* **Directives**
[a] Reproduce the part of the September blog post between "Sunday, September 30, 2012" and "lot of memories.", inclusive.
[b] Carry on the blog post about a hectic September and the sale of a house, starting right after its last sentence.

* **Article**
---*---

Sunday, September 30, 2012

A September to Remember

I didn't take a lot of pictures in September. September was kind of a crazy month. It was a rough start to a school year. I had a challenging group of students and there were many changes in staff, which is always hard because you have to help a lot of people get going as well as worrying about your own stuff. We were implementing a new state curriculum and attending lots of training for that. So, although things normally slow down from the crazy start of the year around Labor Day, things were still crazy stressful at that point. Then, everything began to move in fast motion beginning with the sale of our house. Our house, but first, my house.

My mom and I moved to this house in August of 1987. I was 5. I was entering first grade. That is a long time to live in a house. That is a lot of memories.

---*---

* **Raw data**
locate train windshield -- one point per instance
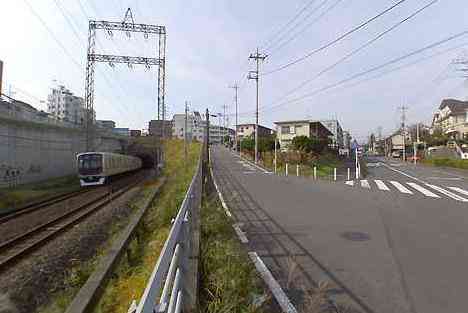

---*---

* **Task-by-task outputs**
[a]
Sunday, September 30, 2012

A September to Remember

I didn't take a lot of pictures in September. September was kind of a crazy month. It was a rough start to a school year. I had a challenging group of students and there were many changes in staff, which is always hard because you have to help a lot of people get going as well as worrying about your own stuff. We were implementing a new state curriculum and attending lots of training for that. So, although things normally slow down from the crazy start of the year around Labor Day, things were still crazy stressful at that point. Then, everything began to move in fast motion beginning with the sale of our house. Our house, but first, my house.

My mom and I moved to this house in August of 1987. I was 5. I was entering first grade. That is a long time to live in a house. That is a lot of memories.

[b]
We moved the last weekend in September. As I walked through the empty house taking pictures, I felt a little like one of my favorite movie families (the family from "Father of the Bride"). This is from the second movie when they sell their family home and the mom and daughter are taking pictures of everything. The mom asks did you get a picture of the tree in the backyard and the daughter tearfully says, "just a roll." There were so many things to remember, but as I walked through my empty house, I couldn't really figure out what to take a picture of. So, I just started snapping some pictures. But, what I realized was that these pictures captured nothing. The memories had been captured by pictures past, some photographs and some just stored in my mind. The memories were captured in rooms full of furniture and toys, laughter, talking, sometimes yelling, but always love. The pictures I took on that last day in my empty house held nothing. The memories were inside.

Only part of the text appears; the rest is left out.